TASK BRIEF:
Exactly and only the lines from the one containing "Per instance of the excavator cab, set" through the close of the entries below are to be set down.

— begin —

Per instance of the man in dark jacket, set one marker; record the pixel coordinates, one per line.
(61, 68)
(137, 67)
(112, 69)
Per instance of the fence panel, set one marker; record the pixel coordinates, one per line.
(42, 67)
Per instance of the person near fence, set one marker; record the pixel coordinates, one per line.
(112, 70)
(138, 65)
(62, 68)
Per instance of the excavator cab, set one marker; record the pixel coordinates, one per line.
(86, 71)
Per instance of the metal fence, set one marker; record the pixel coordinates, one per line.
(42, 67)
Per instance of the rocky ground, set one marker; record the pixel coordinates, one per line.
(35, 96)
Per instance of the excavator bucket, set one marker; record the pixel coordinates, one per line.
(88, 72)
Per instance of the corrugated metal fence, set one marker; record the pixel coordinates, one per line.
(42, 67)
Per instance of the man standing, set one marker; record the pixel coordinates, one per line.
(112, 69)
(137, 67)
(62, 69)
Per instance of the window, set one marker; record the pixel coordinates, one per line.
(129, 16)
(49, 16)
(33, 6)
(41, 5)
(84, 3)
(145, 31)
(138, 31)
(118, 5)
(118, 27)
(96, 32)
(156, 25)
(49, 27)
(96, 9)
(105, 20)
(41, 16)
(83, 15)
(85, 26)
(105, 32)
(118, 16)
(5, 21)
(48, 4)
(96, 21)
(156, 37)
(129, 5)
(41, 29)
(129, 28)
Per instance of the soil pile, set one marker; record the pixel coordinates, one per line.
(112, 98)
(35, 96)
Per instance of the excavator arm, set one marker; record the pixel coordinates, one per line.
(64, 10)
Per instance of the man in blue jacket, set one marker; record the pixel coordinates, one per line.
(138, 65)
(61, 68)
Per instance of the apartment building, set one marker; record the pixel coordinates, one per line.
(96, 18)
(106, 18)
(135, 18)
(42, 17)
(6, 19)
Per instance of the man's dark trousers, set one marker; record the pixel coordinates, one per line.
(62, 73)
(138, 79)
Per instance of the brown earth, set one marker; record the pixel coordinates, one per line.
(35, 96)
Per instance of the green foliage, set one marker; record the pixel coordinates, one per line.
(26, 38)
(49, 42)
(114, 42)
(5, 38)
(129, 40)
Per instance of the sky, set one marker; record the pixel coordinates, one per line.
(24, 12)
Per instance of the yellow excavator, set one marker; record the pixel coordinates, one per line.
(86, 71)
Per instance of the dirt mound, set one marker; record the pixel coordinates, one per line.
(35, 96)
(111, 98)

— end —

RIGHT ANSWER:
Per instance of the excavator cab, set one marker; record the pixel coordinates, one per line.
(86, 71)
Per instance of the metal fence, set one marker; record the pixel coordinates, one per line.
(42, 67)
Per instance of the rocky ground, set one marker; record the pixel coordinates, one per line.
(35, 96)
Per instance of the excavator bucket, set one marker; record the pixel coordinates, one per line.
(88, 72)
Per instance of the corrugated metal fence, set one marker; record the pixel coordinates, one per line.
(42, 67)
Per instance of the man standing, set one marker; record the pixel coordinates, one per line.
(112, 69)
(137, 67)
(62, 69)
Per instance of the window, set one marker; record the pixel coordinates, one per line.
(129, 16)
(49, 16)
(33, 6)
(41, 5)
(84, 3)
(145, 31)
(138, 31)
(118, 5)
(118, 27)
(96, 32)
(156, 25)
(49, 27)
(96, 9)
(105, 20)
(41, 16)
(83, 15)
(85, 26)
(105, 32)
(118, 16)
(5, 21)
(48, 4)
(96, 21)
(156, 37)
(129, 5)
(41, 29)
(129, 28)
Per instance of the soil pile, set one marker; record the pixel coordinates, one per line.
(112, 98)
(35, 96)
Per instance of the excavator arm, set one marker; record the pixel coordinates, one per line.
(64, 10)
Per instance of the man in blue jacket, set one marker; record the pixel coordinates, one per line.
(138, 65)
(61, 68)
Per instance of the apartment building, set one marker; record the pixel coordinates, one per line.
(96, 18)
(106, 18)
(135, 18)
(42, 17)
(6, 19)
Per instance of the man's dark trousers, set one marker; record the pixel coordinates, one per line.
(62, 73)
(138, 79)
Per instance of the brown earth, set one marker; record the pixel coordinates, one per line.
(35, 96)
Per instance of the green foliage, set one marker; record the pixel coordinates, one per line.
(26, 38)
(49, 42)
(114, 42)
(5, 38)
(129, 40)
Per instance of the sky, set one marker; record the pixel coordinates, one per line.
(24, 12)
Per instance of the yellow excavator, set one marker; record the pixel coordinates, one per line.
(86, 71)
Per instance of the dirt mound, set one marker; record the pixel coordinates, one per line.
(35, 96)
(111, 98)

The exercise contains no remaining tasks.